Dataset records on where objects are located
════════
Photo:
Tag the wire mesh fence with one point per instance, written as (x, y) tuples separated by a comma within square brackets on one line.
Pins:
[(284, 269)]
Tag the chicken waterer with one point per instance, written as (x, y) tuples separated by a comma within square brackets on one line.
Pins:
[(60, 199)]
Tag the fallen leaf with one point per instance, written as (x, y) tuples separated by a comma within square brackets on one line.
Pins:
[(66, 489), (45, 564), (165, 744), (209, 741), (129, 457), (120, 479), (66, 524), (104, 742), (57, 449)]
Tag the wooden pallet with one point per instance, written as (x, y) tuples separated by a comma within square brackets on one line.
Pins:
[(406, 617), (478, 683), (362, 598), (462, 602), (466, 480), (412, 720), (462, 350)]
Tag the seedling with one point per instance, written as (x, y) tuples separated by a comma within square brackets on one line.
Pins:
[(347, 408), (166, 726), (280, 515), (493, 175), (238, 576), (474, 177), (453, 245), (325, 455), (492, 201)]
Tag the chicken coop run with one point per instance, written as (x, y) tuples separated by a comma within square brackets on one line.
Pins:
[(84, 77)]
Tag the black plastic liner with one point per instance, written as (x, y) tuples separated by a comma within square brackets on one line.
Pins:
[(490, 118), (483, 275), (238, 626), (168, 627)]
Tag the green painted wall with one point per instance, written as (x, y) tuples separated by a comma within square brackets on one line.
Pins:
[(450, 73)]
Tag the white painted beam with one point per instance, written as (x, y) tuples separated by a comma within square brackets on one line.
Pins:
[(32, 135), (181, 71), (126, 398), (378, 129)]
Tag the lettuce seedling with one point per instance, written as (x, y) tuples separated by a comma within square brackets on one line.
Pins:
════════
- TASK STATEMENT: Copy out all of the rows above again, line for line, with nothing changed.

- WRITTEN REPLY:
Photo:
Tag the wire mesh fence with one point per instance, written as (x, y) tuples separated by a comma within square brackets on one line.
Pins:
[(284, 269)]
Tag the chicken waterer with one point per instance, written as (x, y) tuples separated by a comma within square brackets on one line.
Pins:
[(60, 199)]
Tag the fallen leaf with one point per instance, written as (x, y) tuples separated by a comma within square brackets on one line.
Pins:
[(66, 489), (45, 564), (165, 744), (209, 741), (129, 457), (120, 479), (66, 524), (104, 742), (57, 449)]
Tag the wooden pallet with one point per instance, written as (x, y) tuples separated by a comma within square brackets on one line.
Pins:
[(406, 617), (478, 683), (362, 598), (462, 602), (466, 480), (412, 720), (462, 350)]
Tag the seedling with one point per instance, written as (x, y) tuples separated by a comma within square brackets on one line.
Pins:
[(347, 408), (166, 726), (280, 515), (493, 175), (238, 576), (474, 177), (453, 245), (325, 455), (492, 201)]
Tag the chicken coop run with one point per instance, written as (x, y) tuples separated by a comma within square brackets on one line.
Pins:
[(84, 77)]
Tag the black plastic liner with one point per instance, written as (x, y) tuples separated by a comma within square brackets on one line.
Pins:
[(490, 118), (483, 275), (238, 626), (168, 627)]
Tag the green painted wall with one point per instance, written as (x, y) tuples separated by a comma within square brackets on one line.
Pins:
[(450, 73)]
Tag the white painted beam with one point per instance, written as (x, y) tuples separated by a comma within square brackets on one line.
Pins:
[(32, 135), (181, 71), (126, 398), (378, 129)]
Tag the lettuce seedling with one point per instance, written as (x, y) tuples separated by a comma within square brackets on one line.
Pins:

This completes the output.